## Data excerpts:
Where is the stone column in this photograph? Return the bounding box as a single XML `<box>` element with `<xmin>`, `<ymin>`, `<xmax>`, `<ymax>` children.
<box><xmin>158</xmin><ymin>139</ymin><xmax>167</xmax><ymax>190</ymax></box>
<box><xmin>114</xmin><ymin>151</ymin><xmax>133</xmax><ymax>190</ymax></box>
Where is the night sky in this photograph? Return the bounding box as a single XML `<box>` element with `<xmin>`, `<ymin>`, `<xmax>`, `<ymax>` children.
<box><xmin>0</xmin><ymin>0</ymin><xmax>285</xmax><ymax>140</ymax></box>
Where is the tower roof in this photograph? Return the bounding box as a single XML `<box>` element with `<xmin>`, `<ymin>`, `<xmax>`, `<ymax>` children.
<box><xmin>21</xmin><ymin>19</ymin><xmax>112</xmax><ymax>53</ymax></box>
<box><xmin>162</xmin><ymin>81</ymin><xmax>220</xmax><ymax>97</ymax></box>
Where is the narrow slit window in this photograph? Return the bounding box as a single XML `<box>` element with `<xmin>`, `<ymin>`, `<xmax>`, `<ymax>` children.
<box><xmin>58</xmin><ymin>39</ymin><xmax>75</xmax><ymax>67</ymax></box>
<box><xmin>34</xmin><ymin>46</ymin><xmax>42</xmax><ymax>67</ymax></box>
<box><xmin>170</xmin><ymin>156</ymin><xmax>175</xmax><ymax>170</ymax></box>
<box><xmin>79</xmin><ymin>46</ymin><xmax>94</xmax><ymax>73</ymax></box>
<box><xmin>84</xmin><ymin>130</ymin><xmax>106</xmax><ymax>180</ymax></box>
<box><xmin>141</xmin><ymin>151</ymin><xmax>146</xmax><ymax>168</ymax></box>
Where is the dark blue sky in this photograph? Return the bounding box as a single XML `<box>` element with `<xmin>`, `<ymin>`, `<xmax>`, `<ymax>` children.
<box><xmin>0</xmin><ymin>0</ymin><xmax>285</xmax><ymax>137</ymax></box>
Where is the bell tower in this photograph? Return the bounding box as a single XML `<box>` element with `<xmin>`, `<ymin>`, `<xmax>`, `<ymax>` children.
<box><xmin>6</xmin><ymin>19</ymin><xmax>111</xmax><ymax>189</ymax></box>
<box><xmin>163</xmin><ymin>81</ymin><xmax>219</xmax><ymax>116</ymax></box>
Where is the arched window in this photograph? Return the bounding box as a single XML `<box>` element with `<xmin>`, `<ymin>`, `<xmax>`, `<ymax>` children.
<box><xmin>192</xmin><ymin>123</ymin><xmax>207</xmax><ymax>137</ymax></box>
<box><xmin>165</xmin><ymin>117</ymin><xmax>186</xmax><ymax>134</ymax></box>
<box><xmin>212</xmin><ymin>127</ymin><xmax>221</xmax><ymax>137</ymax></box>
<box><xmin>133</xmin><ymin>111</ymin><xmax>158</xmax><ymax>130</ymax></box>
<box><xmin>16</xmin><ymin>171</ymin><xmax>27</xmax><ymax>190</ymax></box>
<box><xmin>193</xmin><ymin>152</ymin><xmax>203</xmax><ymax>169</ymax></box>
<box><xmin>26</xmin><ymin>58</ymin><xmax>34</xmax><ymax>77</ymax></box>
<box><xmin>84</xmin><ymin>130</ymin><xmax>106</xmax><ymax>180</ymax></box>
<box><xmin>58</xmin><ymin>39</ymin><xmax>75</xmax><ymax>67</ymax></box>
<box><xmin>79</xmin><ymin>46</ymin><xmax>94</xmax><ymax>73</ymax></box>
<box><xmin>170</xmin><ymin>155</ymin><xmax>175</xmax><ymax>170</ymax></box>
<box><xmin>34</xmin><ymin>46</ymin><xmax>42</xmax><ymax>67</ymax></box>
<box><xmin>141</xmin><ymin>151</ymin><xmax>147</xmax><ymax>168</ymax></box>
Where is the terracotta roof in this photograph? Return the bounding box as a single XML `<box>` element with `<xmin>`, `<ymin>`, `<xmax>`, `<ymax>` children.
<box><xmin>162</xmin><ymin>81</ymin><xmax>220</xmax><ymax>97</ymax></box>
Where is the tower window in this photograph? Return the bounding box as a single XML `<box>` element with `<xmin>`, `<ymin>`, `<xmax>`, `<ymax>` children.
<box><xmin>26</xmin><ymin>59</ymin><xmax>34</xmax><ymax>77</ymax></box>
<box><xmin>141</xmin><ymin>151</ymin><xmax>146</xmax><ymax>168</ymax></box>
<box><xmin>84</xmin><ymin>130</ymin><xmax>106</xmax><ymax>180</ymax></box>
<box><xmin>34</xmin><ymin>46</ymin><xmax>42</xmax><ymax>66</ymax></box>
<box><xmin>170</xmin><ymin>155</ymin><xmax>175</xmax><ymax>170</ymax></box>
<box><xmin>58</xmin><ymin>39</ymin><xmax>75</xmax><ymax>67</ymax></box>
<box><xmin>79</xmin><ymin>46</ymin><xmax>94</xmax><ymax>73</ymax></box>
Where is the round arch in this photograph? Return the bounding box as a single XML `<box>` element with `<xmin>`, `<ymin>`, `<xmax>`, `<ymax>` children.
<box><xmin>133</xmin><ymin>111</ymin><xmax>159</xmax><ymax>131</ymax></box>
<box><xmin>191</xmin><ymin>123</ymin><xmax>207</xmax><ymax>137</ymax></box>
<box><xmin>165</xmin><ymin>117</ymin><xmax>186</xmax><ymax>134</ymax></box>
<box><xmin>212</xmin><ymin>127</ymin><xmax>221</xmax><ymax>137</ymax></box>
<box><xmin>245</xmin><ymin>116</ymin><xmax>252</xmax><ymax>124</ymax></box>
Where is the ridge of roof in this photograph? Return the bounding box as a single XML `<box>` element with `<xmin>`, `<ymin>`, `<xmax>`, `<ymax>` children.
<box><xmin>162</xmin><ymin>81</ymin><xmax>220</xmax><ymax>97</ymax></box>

## Exercise aim:
Rewrite all of the entries above as a numbered list, omitting any blank lines.

## Written response:
1. Where is the stone column in this photograph? Return the bounding box as a single XML `<box>` element with `<xmin>`, `<ymin>`, `<xmax>`, `<ymax>` children.
2. <box><xmin>158</xmin><ymin>139</ymin><xmax>167</xmax><ymax>190</ymax></box>
3. <box><xmin>114</xmin><ymin>151</ymin><xmax>133</xmax><ymax>190</ymax></box>
4. Where is the night sky in this photograph? Return the bounding box as a single XML `<box>` element with `<xmin>`, `<ymin>`, `<xmax>`, `<ymax>` children.
5. <box><xmin>0</xmin><ymin>0</ymin><xmax>285</xmax><ymax>140</ymax></box>
6. Where is the tower roof in this photograph? Return the bounding box as a single XML `<box>` element with `<xmin>`, `<ymin>`, `<xmax>`, `<ymax>` children.
7. <box><xmin>21</xmin><ymin>19</ymin><xmax>112</xmax><ymax>53</ymax></box>
8. <box><xmin>162</xmin><ymin>81</ymin><xmax>220</xmax><ymax>97</ymax></box>
9. Where is the narrow slit window in this photograph? Return the bounding box as a single XML `<box>` element with `<xmin>`, `<ymin>`, `<xmax>`, `<ymax>` children.
10. <box><xmin>58</xmin><ymin>39</ymin><xmax>75</xmax><ymax>67</ymax></box>
11. <box><xmin>34</xmin><ymin>46</ymin><xmax>42</xmax><ymax>67</ymax></box>
12. <box><xmin>170</xmin><ymin>156</ymin><xmax>175</xmax><ymax>170</ymax></box>
13. <box><xmin>79</xmin><ymin>46</ymin><xmax>94</xmax><ymax>73</ymax></box>
14. <box><xmin>84</xmin><ymin>130</ymin><xmax>106</xmax><ymax>180</ymax></box>
15. <box><xmin>141</xmin><ymin>151</ymin><xmax>146</xmax><ymax>168</ymax></box>
16. Where is the dark blue sky in this photograph? Return the bounding box as a single XML `<box>` element with `<xmin>`, `<ymin>`, `<xmax>`, `<ymax>` children.
17. <box><xmin>0</xmin><ymin>0</ymin><xmax>285</xmax><ymax>137</ymax></box>
18. Where is the bell tower in this photograph? Return the bounding box as a single XML `<box>` element with `<xmin>`, `<ymin>`, `<xmax>`, `<ymax>` children.
19. <box><xmin>6</xmin><ymin>19</ymin><xmax>111</xmax><ymax>189</ymax></box>
20. <box><xmin>163</xmin><ymin>81</ymin><xmax>219</xmax><ymax>116</ymax></box>
21. Where is the arched window in this photograph? Return the bounding box as a single XML `<box>` element with `<xmin>`, `<ymin>`, `<xmax>`, `<ymax>` children.
22. <box><xmin>192</xmin><ymin>123</ymin><xmax>207</xmax><ymax>137</ymax></box>
23. <box><xmin>165</xmin><ymin>117</ymin><xmax>186</xmax><ymax>134</ymax></box>
24. <box><xmin>212</xmin><ymin>127</ymin><xmax>221</xmax><ymax>137</ymax></box>
25. <box><xmin>133</xmin><ymin>111</ymin><xmax>158</xmax><ymax>130</ymax></box>
26. <box><xmin>16</xmin><ymin>171</ymin><xmax>27</xmax><ymax>190</ymax></box>
27. <box><xmin>193</xmin><ymin>152</ymin><xmax>203</xmax><ymax>169</ymax></box>
28. <box><xmin>26</xmin><ymin>58</ymin><xmax>34</xmax><ymax>77</ymax></box>
29. <box><xmin>84</xmin><ymin>130</ymin><xmax>106</xmax><ymax>180</ymax></box>
30. <box><xmin>58</xmin><ymin>39</ymin><xmax>75</xmax><ymax>67</ymax></box>
31. <box><xmin>79</xmin><ymin>46</ymin><xmax>94</xmax><ymax>73</ymax></box>
32. <box><xmin>170</xmin><ymin>155</ymin><xmax>175</xmax><ymax>170</ymax></box>
33. <box><xmin>34</xmin><ymin>46</ymin><xmax>42</xmax><ymax>67</ymax></box>
34. <box><xmin>141</xmin><ymin>151</ymin><xmax>147</xmax><ymax>168</ymax></box>
35. Where is the terracotta roof in this photograph? Return the bounding box as a single XML `<box>` element with `<xmin>`, `<ymin>`, `<xmax>`, `<ymax>` children.
36. <box><xmin>162</xmin><ymin>81</ymin><xmax>220</xmax><ymax>97</ymax></box>
37. Where is the tower window in this photograph? Return the bounding box as a single XML `<box>` element with `<xmin>`, `<ymin>`, `<xmax>`, `<ymax>` children.
38. <box><xmin>26</xmin><ymin>59</ymin><xmax>34</xmax><ymax>77</ymax></box>
39. <box><xmin>141</xmin><ymin>151</ymin><xmax>146</xmax><ymax>168</ymax></box>
40. <box><xmin>84</xmin><ymin>130</ymin><xmax>106</xmax><ymax>180</ymax></box>
41. <box><xmin>34</xmin><ymin>46</ymin><xmax>42</xmax><ymax>66</ymax></box>
42. <box><xmin>170</xmin><ymin>155</ymin><xmax>175</xmax><ymax>170</ymax></box>
43. <box><xmin>58</xmin><ymin>39</ymin><xmax>75</xmax><ymax>67</ymax></box>
44. <box><xmin>79</xmin><ymin>46</ymin><xmax>94</xmax><ymax>73</ymax></box>
45. Where is the round arch in this photograph? Return the bounding box as a single XML `<box>` element with `<xmin>`, `<ymin>`, `<xmax>`, `<ymax>` children.
46. <box><xmin>133</xmin><ymin>111</ymin><xmax>159</xmax><ymax>131</ymax></box>
47. <box><xmin>191</xmin><ymin>123</ymin><xmax>207</xmax><ymax>137</ymax></box>
48. <box><xmin>165</xmin><ymin>117</ymin><xmax>186</xmax><ymax>134</ymax></box>
49. <box><xmin>212</xmin><ymin>127</ymin><xmax>221</xmax><ymax>137</ymax></box>
50. <box><xmin>245</xmin><ymin>116</ymin><xmax>252</xmax><ymax>124</ymax></box>
51. Where is the ridge of roof in this photograph? Return the bounding box as a single XML `<box>` element with `<xmin>`, `<ymin>`, `<xmax>`, `<ymax>` children.
52. <box><xmin>162</xmin><ymin>81</ymin><xmax>220</xmax><ymax>97</ymax></box>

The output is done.